N’écoutez pas les alarmistes : ils sont trop rassurants

Tout s’accélère sans cesse. L’enfer déjà présent est infiniment pire que ce que l’on entend ou que ce que l’on s’autorise à admettre pour conserver un peu d’espoir. Ce ne sera jamais assez dit : l’effondrement à craindre n’est pas celui de notre civilisation fondée entre autres sur le carnage industriel de la planète et de ses habitants, mais celui bien plus cataclysmique, et semblant plus imminent mois après mois, de cette même planète foisonnante, de ces mêmes habitants, de tout ce qui fait la vie, sa richesse et sa diversité sur terre.

Données à analyser -
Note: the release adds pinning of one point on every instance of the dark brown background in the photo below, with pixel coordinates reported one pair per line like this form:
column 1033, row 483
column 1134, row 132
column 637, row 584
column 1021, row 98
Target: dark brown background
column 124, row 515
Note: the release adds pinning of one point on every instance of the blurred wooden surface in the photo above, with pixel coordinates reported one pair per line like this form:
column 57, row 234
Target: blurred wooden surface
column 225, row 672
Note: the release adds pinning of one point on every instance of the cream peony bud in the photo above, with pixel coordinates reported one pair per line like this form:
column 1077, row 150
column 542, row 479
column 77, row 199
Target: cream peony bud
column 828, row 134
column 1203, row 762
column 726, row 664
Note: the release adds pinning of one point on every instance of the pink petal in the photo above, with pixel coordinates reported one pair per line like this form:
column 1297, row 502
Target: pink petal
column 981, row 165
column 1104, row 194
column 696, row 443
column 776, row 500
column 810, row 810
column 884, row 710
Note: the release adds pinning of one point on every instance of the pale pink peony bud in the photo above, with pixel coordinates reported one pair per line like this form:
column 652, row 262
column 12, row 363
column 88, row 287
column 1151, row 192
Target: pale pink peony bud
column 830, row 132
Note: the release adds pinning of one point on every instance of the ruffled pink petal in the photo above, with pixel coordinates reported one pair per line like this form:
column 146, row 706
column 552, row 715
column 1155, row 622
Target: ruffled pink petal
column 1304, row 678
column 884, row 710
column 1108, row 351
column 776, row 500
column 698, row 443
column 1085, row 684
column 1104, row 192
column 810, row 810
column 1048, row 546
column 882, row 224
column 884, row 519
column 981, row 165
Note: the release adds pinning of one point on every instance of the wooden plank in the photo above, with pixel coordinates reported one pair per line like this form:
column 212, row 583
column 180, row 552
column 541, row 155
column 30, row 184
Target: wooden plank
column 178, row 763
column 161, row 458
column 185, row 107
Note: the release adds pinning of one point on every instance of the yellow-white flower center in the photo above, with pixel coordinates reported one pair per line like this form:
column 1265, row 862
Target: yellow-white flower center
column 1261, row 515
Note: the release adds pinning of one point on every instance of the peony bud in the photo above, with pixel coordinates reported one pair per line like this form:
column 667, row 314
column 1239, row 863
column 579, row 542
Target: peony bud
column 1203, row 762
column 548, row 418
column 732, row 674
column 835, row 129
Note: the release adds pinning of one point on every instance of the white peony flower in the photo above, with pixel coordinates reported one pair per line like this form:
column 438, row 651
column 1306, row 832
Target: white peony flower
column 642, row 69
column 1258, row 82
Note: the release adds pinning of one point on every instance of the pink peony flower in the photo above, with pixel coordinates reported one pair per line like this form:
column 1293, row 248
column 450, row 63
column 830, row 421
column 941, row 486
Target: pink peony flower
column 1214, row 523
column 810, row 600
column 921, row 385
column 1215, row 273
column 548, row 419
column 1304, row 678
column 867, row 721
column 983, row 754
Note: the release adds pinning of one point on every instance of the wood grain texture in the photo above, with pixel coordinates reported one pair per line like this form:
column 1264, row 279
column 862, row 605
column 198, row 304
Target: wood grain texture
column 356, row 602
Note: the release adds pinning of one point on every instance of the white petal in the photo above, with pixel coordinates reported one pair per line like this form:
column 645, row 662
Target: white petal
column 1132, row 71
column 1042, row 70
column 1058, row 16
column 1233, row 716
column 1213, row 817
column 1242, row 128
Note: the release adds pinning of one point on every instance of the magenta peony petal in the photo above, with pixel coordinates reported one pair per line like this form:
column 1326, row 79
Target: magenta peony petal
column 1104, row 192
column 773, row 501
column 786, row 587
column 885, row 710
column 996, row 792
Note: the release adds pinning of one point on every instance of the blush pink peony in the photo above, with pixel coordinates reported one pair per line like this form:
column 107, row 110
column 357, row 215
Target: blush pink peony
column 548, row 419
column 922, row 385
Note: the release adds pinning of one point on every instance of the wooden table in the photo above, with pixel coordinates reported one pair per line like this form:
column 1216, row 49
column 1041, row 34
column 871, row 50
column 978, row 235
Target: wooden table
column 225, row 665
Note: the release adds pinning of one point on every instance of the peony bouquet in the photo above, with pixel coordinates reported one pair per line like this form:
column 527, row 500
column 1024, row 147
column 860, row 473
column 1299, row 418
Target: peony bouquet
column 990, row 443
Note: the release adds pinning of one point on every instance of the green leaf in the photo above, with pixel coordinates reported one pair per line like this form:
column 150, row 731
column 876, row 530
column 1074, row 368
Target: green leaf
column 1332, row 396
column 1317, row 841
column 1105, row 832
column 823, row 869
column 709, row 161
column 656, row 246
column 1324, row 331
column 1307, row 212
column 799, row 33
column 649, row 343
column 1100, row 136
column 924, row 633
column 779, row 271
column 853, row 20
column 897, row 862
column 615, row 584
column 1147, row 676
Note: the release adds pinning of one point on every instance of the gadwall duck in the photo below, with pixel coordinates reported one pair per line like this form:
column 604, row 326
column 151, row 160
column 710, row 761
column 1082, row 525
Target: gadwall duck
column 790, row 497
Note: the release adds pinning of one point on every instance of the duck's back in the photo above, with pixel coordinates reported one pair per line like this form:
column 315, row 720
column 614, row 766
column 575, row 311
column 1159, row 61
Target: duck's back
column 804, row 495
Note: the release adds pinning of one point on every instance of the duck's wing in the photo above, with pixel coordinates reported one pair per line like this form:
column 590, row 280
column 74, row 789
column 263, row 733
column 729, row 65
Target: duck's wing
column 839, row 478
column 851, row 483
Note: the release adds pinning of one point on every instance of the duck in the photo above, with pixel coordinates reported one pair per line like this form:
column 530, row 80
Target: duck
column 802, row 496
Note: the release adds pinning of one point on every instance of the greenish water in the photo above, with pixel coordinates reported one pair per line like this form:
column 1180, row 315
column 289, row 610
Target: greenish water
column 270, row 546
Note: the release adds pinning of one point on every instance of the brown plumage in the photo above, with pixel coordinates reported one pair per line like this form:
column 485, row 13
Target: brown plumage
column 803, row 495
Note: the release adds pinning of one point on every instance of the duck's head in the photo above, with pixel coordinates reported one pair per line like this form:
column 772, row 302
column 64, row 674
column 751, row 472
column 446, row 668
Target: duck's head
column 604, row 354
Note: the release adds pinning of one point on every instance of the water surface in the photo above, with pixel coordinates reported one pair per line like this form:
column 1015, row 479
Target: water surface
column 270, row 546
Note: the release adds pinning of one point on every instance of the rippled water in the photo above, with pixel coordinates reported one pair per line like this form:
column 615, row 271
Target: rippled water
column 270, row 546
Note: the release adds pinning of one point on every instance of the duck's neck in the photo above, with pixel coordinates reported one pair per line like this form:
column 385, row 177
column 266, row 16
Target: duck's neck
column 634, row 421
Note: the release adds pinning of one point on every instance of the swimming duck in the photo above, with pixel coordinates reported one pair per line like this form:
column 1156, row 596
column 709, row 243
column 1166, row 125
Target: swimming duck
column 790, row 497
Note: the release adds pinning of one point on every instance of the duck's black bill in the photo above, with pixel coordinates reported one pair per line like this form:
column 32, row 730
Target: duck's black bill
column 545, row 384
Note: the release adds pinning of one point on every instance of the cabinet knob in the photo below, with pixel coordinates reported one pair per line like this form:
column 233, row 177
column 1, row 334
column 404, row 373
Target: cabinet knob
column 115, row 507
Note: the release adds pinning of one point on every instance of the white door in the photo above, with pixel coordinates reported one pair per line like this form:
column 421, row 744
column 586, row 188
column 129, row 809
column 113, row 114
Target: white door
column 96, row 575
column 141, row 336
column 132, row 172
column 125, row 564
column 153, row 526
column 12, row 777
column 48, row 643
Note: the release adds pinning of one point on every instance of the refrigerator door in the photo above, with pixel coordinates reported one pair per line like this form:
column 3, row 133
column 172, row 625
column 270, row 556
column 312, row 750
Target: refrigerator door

Consigne -
Traduisez en anglais cette phrase de l’extrait à lire : « L’enfer déjà présent est infiniment pire que ce que l’on entend ou que ce que l’on s’autorise à admettre pour conserver un peu d’espoir. »

Corrigé -
The hell that is already here is infinitely worse than what we hear, or than what we allow ourselves to admit in order to hold on to a little hope.